-- BEGIN --

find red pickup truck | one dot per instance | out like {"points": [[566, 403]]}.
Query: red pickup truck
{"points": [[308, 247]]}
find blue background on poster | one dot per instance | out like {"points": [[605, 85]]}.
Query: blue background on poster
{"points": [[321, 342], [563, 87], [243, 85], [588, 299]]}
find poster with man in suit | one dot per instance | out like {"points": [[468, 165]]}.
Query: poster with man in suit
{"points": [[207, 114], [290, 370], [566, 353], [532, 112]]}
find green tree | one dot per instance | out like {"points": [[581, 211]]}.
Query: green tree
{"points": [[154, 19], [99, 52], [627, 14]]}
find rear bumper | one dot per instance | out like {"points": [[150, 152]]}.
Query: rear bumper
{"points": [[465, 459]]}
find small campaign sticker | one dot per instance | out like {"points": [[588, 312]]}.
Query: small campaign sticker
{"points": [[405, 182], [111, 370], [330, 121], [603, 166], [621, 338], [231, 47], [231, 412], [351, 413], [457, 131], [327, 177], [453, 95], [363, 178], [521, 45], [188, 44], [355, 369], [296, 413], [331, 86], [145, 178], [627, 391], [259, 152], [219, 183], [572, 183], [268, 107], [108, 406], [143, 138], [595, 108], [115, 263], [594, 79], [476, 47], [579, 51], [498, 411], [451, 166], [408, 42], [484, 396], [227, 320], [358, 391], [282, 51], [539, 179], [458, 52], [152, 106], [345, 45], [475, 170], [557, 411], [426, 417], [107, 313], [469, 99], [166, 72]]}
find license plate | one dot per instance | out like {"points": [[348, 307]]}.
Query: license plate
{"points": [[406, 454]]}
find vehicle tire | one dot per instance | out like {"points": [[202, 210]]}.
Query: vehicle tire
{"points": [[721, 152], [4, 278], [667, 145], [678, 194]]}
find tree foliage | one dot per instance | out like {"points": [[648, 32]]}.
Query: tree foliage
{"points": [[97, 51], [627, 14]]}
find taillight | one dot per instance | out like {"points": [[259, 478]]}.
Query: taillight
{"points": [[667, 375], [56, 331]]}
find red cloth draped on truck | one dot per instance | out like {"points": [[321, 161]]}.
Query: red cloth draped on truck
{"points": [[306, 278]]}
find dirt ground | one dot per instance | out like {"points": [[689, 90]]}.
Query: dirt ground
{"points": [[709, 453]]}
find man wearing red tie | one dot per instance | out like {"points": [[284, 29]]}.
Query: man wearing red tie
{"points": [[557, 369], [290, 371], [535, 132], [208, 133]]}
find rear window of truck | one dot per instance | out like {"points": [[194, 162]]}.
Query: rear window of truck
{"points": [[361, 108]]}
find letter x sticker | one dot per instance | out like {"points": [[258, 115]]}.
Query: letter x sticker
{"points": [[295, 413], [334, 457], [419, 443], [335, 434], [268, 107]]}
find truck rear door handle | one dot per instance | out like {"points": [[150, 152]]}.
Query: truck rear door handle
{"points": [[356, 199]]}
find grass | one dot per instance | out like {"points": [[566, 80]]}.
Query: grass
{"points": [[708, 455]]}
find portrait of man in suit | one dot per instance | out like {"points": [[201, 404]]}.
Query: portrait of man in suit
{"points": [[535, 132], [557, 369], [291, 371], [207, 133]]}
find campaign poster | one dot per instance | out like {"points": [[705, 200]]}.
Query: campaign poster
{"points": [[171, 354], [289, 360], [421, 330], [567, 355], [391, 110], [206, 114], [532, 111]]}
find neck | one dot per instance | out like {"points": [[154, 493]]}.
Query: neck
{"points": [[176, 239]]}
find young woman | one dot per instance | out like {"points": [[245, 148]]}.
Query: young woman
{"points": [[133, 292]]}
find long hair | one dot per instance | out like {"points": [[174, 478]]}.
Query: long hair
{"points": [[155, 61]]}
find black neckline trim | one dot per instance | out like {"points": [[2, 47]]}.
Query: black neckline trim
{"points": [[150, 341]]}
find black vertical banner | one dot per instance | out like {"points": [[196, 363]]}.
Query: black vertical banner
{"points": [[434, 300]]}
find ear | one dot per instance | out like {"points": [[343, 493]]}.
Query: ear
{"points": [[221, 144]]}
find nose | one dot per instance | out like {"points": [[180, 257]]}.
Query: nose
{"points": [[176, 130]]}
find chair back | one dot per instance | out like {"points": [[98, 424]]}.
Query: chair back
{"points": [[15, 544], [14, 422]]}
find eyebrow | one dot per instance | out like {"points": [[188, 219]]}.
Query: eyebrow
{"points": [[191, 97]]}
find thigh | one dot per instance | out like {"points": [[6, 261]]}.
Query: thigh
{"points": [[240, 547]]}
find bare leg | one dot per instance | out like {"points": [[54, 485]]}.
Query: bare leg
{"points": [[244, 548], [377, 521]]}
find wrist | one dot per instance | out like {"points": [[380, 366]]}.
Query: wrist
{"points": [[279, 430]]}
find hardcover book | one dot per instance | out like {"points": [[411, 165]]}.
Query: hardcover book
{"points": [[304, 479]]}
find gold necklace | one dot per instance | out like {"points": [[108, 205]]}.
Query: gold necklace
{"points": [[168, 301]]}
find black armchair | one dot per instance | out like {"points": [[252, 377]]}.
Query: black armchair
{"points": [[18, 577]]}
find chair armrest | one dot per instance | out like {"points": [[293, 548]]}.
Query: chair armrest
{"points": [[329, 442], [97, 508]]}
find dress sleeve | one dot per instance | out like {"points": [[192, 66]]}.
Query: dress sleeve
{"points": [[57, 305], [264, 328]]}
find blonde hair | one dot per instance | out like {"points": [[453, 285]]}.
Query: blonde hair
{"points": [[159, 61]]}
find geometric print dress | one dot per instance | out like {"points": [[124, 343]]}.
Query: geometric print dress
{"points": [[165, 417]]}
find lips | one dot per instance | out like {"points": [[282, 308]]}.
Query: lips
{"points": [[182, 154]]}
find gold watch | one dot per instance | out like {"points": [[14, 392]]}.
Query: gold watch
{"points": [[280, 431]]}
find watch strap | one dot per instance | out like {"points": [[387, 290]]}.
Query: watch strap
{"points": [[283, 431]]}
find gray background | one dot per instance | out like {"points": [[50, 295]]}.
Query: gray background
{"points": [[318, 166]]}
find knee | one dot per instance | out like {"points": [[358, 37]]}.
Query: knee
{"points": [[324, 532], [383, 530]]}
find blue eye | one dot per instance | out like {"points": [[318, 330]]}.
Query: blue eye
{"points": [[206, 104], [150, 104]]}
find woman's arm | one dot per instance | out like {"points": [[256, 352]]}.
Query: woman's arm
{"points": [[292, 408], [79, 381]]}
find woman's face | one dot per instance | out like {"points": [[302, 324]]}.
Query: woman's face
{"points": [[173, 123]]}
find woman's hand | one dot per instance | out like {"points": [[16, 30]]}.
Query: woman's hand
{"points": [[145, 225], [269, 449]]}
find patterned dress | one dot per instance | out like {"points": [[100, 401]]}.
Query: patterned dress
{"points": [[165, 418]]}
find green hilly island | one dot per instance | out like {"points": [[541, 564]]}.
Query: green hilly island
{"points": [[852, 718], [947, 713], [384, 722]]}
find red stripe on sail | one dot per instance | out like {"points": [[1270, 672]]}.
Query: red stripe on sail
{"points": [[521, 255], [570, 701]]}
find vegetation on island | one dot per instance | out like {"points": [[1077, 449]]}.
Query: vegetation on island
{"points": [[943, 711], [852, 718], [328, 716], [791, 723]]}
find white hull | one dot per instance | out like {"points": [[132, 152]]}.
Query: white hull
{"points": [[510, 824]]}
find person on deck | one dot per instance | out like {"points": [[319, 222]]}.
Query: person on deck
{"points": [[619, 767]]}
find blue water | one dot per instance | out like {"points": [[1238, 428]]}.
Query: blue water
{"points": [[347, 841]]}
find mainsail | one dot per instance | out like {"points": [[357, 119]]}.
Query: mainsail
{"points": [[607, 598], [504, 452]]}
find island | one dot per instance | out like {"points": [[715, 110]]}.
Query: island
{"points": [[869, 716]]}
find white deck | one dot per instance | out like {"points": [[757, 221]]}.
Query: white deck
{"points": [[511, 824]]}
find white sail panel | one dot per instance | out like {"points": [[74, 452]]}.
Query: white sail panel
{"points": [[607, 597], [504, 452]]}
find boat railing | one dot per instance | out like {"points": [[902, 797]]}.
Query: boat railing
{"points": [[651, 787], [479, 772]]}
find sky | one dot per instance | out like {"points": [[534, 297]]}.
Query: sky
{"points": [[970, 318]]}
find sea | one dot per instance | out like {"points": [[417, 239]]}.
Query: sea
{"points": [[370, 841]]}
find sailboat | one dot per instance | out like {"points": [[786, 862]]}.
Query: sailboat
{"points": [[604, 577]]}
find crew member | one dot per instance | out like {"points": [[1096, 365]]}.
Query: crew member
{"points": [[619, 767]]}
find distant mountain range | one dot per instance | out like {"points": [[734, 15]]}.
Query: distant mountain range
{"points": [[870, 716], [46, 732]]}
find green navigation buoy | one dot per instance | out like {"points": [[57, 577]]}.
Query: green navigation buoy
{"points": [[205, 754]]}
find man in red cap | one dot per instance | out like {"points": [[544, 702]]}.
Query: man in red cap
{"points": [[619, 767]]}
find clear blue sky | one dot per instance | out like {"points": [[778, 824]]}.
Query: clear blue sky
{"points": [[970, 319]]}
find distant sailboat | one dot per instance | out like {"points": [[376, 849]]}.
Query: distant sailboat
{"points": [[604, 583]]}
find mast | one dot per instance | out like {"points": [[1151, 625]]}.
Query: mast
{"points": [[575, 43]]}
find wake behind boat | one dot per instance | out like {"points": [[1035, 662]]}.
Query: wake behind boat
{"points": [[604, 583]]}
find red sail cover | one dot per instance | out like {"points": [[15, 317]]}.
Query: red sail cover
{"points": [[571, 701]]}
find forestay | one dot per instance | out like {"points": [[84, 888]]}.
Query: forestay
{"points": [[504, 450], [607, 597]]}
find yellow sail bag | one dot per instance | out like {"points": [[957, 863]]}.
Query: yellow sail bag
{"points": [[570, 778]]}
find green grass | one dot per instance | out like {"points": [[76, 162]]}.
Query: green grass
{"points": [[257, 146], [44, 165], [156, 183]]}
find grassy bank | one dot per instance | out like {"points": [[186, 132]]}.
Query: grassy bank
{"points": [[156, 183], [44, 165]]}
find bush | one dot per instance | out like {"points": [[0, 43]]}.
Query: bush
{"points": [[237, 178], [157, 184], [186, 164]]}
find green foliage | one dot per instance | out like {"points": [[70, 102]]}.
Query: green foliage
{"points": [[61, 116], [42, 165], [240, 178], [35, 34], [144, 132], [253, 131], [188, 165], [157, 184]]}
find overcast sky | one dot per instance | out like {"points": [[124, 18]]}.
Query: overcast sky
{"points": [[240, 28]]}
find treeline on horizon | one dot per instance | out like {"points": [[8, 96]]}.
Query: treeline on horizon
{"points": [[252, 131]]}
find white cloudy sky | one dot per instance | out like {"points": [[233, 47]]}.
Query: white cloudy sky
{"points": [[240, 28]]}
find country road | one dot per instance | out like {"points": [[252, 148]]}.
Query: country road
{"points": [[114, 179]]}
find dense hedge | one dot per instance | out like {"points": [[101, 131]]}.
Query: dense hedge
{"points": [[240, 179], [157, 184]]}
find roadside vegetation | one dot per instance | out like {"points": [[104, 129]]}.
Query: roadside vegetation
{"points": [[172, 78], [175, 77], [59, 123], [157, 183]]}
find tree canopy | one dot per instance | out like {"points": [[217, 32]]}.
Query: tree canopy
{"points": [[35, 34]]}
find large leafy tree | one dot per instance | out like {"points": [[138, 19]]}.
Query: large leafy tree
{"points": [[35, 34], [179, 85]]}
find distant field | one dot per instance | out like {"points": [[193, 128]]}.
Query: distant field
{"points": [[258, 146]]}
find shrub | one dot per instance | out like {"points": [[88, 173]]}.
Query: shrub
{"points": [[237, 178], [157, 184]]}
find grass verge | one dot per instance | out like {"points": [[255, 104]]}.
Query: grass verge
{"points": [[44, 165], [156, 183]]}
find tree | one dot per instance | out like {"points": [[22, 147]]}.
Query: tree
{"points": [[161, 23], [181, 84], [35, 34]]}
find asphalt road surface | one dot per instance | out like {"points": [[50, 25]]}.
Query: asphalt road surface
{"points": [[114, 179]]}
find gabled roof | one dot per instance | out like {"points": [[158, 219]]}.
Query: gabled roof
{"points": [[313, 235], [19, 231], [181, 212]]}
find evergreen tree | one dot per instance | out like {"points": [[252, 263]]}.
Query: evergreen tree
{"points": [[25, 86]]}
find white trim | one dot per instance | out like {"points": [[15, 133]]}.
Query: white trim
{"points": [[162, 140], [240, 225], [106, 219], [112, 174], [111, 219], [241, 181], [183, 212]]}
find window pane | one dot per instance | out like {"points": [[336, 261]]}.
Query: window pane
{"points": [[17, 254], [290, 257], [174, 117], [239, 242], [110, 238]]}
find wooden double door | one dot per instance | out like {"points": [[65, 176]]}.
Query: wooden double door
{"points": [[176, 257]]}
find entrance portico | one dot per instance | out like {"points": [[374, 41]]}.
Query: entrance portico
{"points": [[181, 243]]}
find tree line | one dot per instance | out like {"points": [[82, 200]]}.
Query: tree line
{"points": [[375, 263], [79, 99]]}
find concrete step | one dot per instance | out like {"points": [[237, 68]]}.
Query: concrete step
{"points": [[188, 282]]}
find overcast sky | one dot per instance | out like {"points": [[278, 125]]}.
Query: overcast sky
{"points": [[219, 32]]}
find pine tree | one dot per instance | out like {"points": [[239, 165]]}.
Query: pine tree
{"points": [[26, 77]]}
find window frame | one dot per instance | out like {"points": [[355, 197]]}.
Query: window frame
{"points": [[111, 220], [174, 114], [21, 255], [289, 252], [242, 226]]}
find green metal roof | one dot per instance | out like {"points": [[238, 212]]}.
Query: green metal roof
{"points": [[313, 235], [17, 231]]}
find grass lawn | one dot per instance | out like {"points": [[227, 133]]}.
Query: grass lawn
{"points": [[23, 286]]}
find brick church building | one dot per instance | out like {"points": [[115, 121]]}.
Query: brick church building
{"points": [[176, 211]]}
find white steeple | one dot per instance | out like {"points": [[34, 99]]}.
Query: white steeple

-- END --

**AIM**
Retype nothing except the lines from the line holding "find green metal" through the last line of the entries, both included.

**RESPONSE TO THE EXERCISE**
find green metal roof | one dot per instance | out like {"points": [[238, 212]]}.
Query: green metal roof
{"points": [[313, 235], [17, 231]]}
find grass lawn | one dot per instance | out like {"points": [[227, 133]]}.
Query: grass lawn
{"points": [[23, 286]]}
find brick church building | one dot per instance | out like {"points": [[115, 121]]}.
Query: brick church building
{"points": [[176, 211]]}
find white steeple | one dot per instance | out like {"points": [[34, 99]]}.
Query: white steeple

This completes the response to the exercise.